* **Stated task**
Set down the lines below verbatim, beginning with the line containing "Please place a point on the street" and ending with the line containing "column 417, row 270", both of these included.

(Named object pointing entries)
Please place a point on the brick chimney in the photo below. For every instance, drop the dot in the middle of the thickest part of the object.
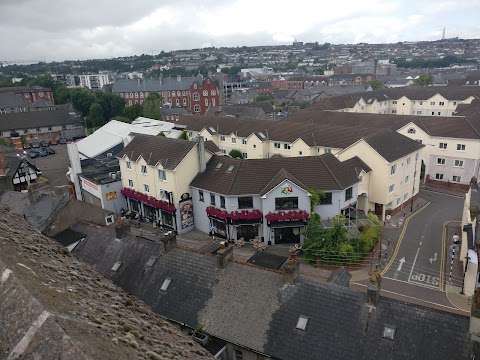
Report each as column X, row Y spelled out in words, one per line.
column 3, row 165
column 169, row 241
column 122, row 229
column 291, row 270
column 224, row 254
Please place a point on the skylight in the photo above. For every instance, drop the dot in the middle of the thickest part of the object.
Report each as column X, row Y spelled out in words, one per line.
column 166, row 284
column 389, row 332
column 302, row 322
column 151, row 261
column 116, row 266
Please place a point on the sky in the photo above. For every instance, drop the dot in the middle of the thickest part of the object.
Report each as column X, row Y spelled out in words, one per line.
column 55, row 30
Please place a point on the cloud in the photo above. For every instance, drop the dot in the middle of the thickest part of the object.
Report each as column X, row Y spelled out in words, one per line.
column 67, row 29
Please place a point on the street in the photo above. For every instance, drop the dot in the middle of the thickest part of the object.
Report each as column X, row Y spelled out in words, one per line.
column 417, row 267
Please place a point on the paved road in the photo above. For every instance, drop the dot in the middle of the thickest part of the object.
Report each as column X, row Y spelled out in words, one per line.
column 417, row 270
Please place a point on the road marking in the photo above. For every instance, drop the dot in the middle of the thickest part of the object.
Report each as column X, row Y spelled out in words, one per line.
column 414, row 298
column 414, row 261
column 400, row 239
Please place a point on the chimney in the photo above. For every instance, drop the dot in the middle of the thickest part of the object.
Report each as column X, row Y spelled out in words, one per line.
column 224, row 254
column 201, row 153
column 291, row 270
column 169, row 241
column 3, row 165
column 122, row 229
column 373, row 289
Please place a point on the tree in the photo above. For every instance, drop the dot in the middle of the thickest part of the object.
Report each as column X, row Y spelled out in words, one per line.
column 236, row 154
column 95, row 115
column 151, row 106
column 424, row 80
column 376, row 84
column 82, row 100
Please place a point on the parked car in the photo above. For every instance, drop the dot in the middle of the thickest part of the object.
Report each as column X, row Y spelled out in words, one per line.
column 41, row 153
column 49, row 151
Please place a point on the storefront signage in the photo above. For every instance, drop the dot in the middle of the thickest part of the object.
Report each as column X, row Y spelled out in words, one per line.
column 286, row 189
column 110, row 196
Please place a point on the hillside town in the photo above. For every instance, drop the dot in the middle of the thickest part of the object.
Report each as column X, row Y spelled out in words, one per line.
column 301, row 201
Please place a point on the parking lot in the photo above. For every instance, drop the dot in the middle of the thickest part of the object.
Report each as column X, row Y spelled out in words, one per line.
column 55, row 166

* **Expected answer**
Please place a point on the street in the photo above. For every instance, drop the dot in the middle of the thickest part of the object.
Report each as column X, row Y spelled out in words, one per line.
column 417, row 267
Please place a point on the paved road in the photo above. For every instance, drop the dot in the middle of the thickest part of the object.
Report each as column X, row Y spelled out in words, one per line.
column 417, row 270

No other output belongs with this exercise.